Try it:
The records that follow must be printed exactly as they are.

Given information:
===============

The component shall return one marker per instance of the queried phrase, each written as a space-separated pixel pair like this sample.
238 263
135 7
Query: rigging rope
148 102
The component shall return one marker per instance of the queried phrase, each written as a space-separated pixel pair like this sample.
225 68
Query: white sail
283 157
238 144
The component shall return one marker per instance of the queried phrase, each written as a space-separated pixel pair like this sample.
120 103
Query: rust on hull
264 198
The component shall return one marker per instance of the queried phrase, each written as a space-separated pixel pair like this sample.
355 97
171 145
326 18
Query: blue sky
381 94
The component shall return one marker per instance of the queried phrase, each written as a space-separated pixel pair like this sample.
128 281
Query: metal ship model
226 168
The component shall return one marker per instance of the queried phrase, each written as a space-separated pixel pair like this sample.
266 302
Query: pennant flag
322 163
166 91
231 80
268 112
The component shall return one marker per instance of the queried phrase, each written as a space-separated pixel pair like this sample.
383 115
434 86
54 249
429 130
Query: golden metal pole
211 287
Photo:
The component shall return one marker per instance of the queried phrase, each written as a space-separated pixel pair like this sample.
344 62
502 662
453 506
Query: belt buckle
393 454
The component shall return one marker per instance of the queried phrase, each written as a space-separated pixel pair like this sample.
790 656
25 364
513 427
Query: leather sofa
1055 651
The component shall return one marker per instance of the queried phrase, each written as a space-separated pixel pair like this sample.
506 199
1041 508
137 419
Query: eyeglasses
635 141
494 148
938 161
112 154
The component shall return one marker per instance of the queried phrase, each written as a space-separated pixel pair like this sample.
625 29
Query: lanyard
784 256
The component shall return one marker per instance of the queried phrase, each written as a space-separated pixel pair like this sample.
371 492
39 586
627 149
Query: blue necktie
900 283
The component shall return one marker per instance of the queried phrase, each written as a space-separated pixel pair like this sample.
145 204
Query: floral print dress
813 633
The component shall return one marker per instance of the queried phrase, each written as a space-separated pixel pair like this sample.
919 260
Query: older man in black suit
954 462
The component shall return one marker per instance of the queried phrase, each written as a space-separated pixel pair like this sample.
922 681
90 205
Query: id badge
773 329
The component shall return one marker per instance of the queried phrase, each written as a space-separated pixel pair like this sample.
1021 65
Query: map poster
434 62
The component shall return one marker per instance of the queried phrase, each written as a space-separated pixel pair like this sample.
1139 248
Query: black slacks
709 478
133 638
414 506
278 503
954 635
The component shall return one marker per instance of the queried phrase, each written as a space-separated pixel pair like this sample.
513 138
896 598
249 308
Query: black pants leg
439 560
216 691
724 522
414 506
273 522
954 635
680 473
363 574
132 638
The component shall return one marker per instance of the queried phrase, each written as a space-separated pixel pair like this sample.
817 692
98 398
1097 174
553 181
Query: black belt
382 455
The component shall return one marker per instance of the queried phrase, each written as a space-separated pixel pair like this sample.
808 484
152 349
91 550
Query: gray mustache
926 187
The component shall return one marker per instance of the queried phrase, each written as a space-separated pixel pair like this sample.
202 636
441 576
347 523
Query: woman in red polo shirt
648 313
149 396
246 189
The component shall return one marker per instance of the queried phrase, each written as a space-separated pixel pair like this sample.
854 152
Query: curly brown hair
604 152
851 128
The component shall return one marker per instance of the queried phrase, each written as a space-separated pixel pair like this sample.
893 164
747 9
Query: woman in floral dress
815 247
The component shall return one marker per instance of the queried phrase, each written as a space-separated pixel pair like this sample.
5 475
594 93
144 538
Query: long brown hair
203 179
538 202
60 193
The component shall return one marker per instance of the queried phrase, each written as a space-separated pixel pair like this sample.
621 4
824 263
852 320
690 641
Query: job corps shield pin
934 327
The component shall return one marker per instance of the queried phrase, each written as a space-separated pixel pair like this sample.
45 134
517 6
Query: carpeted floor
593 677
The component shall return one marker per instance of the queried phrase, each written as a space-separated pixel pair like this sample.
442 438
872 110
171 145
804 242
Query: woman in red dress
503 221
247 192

===============

Exercise result:
The component shall return one marker per instance of the queried phrase, each written as a space-separated pixel pair like this sample.
238 263
135 7
Query: rigging rope
148 102
The component shall return one marker per instance of the queried phrase, each written as a space-separated pixel pair like this sample.
225 68
Query: white sail
283 157
238 144
The component shall return one marker per instance of the queried phrase, each written as a space-separated pixel pair like this sample.
120 103
Query: rust on hull
264 198
The component shall return one marker per instance of the queried phrase, each written as a space-separated pixel pair like this sample.
355 97
171 145
326 18
Query: blue sky
381 94
The component shall return one marker per instance of the queried phrase, each written as a space-separated pixel pair like this sample.
128 281
Query: metal ship model
226 168
The component shall return one marker per instance of the queried phrase, each written as a space-separated pixel pair like this sample.
266 302
Query: pennant flag
322 163
166 91
231 80
268 112
The component shall return one marker per instance of the queried phrase, each written as a space-separated pixel pair like this sample.
383 115
434 86
54 249
429 130
Query: golden metal pole
211 287
Photo:
The component shall return one marker per instance of the queried phrase, each written as a space-separated pixel pair like this sample.
344 62
502 662
453 506
Query: belt buckle
393 454
The component shall return one marker per instance of the queried phrase, each written as a space-separated pixel pair like this sample.
790 656
25 364
513 427
Query: leather sofa
1055 651
The component shall return one marker per instance of the queried phrase, each written as a space-separated pixel pair like this sample.
506 199
1041 508
137 419
Query: eyeglasses
635 141
494 148
938 161
112 154
The component shall return one marker per instance of the queried phrase, each written as a space-separated pixel pair like this sample.
625 29
Query: lanyard
784 256
The component shall return one marker per instance of the queried phrase, each written as a space-separated pixel pair like this sample.
371 492
39 586
627 149
Query: blue necktie
900 283
The component shall return one marker per instance of the queried phrase, each written as a space-separated pixel pair like this sample.
145 204
Query: floral print dress
813 633
The component shall return one marker per instance of the queried phrase, each written as a space-separated pixel pair like this sample.
919 260
Query: older man in black suit
954 462
The component shall return one marker per instance of the queried phrase, each written as a space-separated pixel pair like this sample.
922 681
90 205
Query: id badge
773 329
The component shall return one marker per instance of the queried phrase, each written as a space-separated pixel pair like this sample.
1021 65
Query: map poster
434 62
The component shall return one marker per instance of the queried phrase, each written as a space-separated pixel pair like this sample.
1139 248
Query: black slacks
709 478
133 638
414 506
278 503
954 635
The component shall return one marker per instance of the queried phrase, each written as a space-separated pixel pair like this sample.
513 138
896 598
249 308
Query: black pants leg
439 560
216 691
724 522
414 506
273 522
954 635
680 473
363 574
132 638
The component shall return one marker per instance of the queried phrase, each written as a space-separated pixel pair like this sample.
817 692
98 398
1097 174
553 181
Query: black belt
382 455
The component shall return one marker per instance of the queried phrase, each written as a space-separated pixel pair like this sample.
808 484
152 349
91 550
Query: gray mustache
926 187
The component shall return one marker per instance of the queried phrase, each written as a space-separated pixel pair like this sample.
202 636
441 576
347 523
Query: woman in red polo shirt
648 313
149 396
246 189
The component shall return one marker per instance of the queried phrase, each written as a space-separated pixel pair like this sample.
854 152
Query: curly brown hair
604 152
851 128
The component shall return one marker per instance of the queried phrase, each written as a space-separated pixel pair like this sample.
893 164
747 9
Query: woman in floral dress
815 247
The component shall return one marker per instance of the queried phrase, each written as a space-separated pixel pair like this sample.
5 475
594 93
144 538
Query: long brown hair
203 179
538 202
60 193
The component shall return one marker per instance of the queried phrase, each written as a space-separated pixel pair like this sample.
621 4
824 263
852 320
690 641
Query: job corps shield pin
934 327
The component shall return one marker per instance of the queried phrase, each written as a space-separated pixel pair like this sample.
45 134
517 6
Query: carpeted floor
593 677
The component shall return one marker per instance of the queried phrase, each written as a space-separated pixel pair like this sample.
442 438
872 110
171 145
804 242
Query: woman in red dress
503 221
247 192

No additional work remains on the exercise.